(Data entries)
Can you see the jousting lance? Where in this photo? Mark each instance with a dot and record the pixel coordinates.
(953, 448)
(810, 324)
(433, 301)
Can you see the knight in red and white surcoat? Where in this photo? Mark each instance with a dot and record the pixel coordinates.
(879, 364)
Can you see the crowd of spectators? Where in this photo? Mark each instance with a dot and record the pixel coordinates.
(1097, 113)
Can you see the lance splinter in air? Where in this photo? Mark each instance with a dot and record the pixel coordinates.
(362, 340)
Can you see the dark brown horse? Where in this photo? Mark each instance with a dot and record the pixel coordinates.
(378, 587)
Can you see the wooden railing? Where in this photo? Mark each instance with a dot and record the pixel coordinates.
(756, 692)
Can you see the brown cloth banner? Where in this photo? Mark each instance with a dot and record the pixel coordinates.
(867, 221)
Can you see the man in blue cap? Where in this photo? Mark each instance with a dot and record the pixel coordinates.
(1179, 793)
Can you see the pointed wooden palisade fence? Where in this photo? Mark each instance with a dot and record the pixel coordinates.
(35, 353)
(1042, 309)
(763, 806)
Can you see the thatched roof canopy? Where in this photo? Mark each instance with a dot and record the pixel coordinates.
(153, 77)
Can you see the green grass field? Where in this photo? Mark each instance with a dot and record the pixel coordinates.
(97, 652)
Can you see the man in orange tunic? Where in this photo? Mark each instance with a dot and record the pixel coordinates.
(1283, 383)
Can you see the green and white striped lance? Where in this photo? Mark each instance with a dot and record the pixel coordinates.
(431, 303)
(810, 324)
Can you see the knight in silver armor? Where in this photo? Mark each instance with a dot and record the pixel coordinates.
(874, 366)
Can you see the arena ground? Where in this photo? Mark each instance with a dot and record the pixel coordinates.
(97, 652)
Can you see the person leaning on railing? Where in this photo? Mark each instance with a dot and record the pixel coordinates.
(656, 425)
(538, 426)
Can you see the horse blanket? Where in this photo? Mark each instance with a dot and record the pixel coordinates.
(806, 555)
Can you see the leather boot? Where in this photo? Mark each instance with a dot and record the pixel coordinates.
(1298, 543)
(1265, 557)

→ **What needs to be done**
Rewrite every item above, switching "dot" to "cross" and keeping all other text unchanged.

→ **Problem solution**
Can you see the jousting lance? Where in this photo? Mark each instance with a cross and record the pixel coordinates.
(953, 448)
(810, 324)
(433, 301)
Can you see the knight in red and white surcoat? Where in this photo? Mark each instance with a cross and record the pixel coordinates.
(879, 364)
Can you see the crowd of spectators? Where in this photo? Mark each instance with a cross and record the pixel coordinates.
(1097, 113)
Can you see the lance splinter in air? Where in this photo? Mark each instance with a cross and record the pixel coordinates.
(362, 340)
Can you see the dark brown horse? Where in this photo? Mark each instance with a cross and record the pixel coordinates.
(378, 587)
Can you see the wooden railing? Where in this photo? Mark each instance with a cross and record the pixel coordinates.
(756, 692)
Can you see the brown cloth banner? Where in this photo? Mark each instance with a cross and record the pixel coordinates.
(867, 221)
Can you see the man in blue cap? Where in this photo? Mark each instance with a cross and record the pixel coordinates.
(1179, 793)
Can you see the pointed wooden palisade fence? Where in this photo? Mark each instance with a cross and record the pixel coordinates.
(35, 353)
(1042, 309)
(763, 806)
Can you see the thatched roof canopy? Where in this photo? Mark each instance with a cross and record the pixel coordinates.
(153, 77)
Can you see the green grass field? Where in this photo? Mark each instance with a cross and record the pixel coordinates.
(97, 652)
Can you see the man in orange tunic? Where in this photo? Mark each instance with a cross and record the pixel coordinates.
(1283, 383)
Can you see the green and white striped lance? Where in this photo? Mark each instance with a cross and record the pixel coordinates.
(431, 303)
(810, 324)
Can you see the knight in silver armor? Where in this photo? Mark each instance with a cross and record the pixel coordinates.
(874, 366)
Can you see the arena ground? Where in this photo? Mark each instance with a cross and record the pixel coordinates.
(97, 652)
Can you see the person leaning on railing? Where in this photo? Mark each instance with a cross and record the pixel coordinates.
(656, 425)
(538, 426)
Can you see the horse blanket? Where in this photo? Mark each instance with a cross and record the pixel coordinates.
(806, 555)
Can you see the leather boot? Where in this photo? Mark each instance with a cross and record the pixel coordinates.
(1298, 543)
(1265, 557)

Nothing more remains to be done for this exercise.